:: Provided material ::

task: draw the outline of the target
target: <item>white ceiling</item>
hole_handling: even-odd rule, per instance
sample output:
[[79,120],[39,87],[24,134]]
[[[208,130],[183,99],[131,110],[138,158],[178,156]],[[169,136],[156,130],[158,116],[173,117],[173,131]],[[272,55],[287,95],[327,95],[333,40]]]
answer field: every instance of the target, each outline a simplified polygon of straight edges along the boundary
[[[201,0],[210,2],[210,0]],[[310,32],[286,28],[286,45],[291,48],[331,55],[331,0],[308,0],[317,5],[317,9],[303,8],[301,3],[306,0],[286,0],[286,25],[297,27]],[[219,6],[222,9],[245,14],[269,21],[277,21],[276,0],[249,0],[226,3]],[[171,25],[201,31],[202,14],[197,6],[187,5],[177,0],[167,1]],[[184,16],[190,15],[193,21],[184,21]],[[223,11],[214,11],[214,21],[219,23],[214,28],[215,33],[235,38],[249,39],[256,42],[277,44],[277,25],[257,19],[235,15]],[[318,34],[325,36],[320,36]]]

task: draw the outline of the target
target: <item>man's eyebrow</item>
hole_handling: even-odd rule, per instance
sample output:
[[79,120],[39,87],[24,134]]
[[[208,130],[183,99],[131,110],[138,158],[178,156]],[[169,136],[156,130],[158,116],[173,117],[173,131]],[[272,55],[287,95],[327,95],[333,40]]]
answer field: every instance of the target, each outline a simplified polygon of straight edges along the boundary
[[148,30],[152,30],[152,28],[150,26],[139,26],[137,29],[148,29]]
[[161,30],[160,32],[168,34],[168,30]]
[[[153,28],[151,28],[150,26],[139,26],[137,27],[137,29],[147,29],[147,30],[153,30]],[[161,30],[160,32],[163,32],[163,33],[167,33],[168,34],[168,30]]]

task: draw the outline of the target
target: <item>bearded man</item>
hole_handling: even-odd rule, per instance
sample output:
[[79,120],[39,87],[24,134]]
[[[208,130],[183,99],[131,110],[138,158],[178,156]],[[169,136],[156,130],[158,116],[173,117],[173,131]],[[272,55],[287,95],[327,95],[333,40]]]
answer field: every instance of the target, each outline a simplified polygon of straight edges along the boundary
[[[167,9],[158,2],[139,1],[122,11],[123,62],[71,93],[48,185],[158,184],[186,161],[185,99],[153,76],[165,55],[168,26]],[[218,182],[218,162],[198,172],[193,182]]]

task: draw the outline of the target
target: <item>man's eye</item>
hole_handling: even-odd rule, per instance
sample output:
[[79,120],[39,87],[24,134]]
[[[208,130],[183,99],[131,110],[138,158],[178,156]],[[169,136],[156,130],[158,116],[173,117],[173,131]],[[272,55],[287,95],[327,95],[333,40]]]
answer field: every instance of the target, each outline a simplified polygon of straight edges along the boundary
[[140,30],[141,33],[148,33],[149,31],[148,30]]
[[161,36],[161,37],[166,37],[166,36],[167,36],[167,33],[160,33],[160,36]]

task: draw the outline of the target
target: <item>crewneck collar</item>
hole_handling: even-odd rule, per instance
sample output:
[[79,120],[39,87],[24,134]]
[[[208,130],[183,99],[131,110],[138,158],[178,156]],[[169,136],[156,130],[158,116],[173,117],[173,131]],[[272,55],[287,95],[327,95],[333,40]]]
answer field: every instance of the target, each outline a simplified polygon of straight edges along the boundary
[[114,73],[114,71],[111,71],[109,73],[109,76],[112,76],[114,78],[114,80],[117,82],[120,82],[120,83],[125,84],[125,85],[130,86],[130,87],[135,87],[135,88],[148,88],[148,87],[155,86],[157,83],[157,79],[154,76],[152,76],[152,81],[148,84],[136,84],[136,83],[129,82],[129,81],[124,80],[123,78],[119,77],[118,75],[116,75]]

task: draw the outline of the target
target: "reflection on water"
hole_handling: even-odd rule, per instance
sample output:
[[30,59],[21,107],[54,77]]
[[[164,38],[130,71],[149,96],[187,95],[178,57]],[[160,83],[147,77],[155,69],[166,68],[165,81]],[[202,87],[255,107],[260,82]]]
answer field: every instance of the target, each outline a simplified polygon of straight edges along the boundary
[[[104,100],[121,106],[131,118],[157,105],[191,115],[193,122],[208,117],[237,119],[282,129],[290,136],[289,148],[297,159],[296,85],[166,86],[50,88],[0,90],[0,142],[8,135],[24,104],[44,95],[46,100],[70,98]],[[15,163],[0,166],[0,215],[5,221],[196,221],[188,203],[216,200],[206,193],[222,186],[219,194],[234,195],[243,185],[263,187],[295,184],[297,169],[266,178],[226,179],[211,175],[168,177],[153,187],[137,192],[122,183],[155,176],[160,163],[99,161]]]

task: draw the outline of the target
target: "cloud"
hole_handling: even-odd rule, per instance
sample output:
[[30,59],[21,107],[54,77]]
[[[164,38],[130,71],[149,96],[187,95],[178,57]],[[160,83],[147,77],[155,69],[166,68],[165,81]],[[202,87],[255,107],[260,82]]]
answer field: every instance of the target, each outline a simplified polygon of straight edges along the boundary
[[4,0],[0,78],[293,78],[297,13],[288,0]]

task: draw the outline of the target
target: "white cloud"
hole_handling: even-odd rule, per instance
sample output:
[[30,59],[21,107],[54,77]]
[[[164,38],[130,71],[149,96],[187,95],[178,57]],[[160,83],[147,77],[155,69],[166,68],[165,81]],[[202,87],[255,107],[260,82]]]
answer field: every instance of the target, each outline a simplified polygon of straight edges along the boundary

:::

Filter the records and copy every line that contains the string "white". Treat the match as case-sensitive.

Solution to this exercise
target: <item>white ceiling</item>
target: "white cloud"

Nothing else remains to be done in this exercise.